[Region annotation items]
+===+
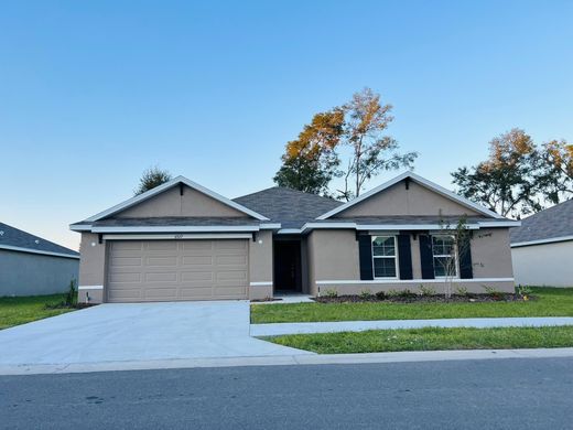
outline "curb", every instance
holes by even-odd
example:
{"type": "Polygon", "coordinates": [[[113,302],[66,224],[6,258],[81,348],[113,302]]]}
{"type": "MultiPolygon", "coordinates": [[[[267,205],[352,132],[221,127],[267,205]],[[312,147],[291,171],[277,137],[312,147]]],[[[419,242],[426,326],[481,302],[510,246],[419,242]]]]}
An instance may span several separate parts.
{"type": "Polygon", "coordinates": [[[421,351],[367,354],[303,354],[259,357],[190,358],[46,365],[0,365],[0,375],[46,375],[176,368],[418,363],[505,358],[573,358],[573,347],[541,350],[421,351]]]}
+===+
### Short exercise
Reproduce every line of the listing above verbatim, omitting the pictures.

### Exercise answer
outline "curb", every instance
holes by even-odd
example:
{"type": "Polygon", "coordinates": [[[113,302],[66,224],[6,258],[81,348],[113,302]]]}
{"type": "MultiPolygon", "coordinates": [[[[267,205],[352,132],[221,127],[267,205]],[[312,147],[291,171],[277,137],[312,147]]],[[[419,242],[426,326],[481,302],[510,246],[419,242]]]]}
An instance may span several separate parts.
{"type": "Polygon", "coordinates": [[[421,351],[367,354],[303,354],[259,357],[190,358],[46,365],[0,365],[0,375],[46,375],[176,368],[418,363],[505,358],[573,358],[573,347],[541,350],[421,351]]]}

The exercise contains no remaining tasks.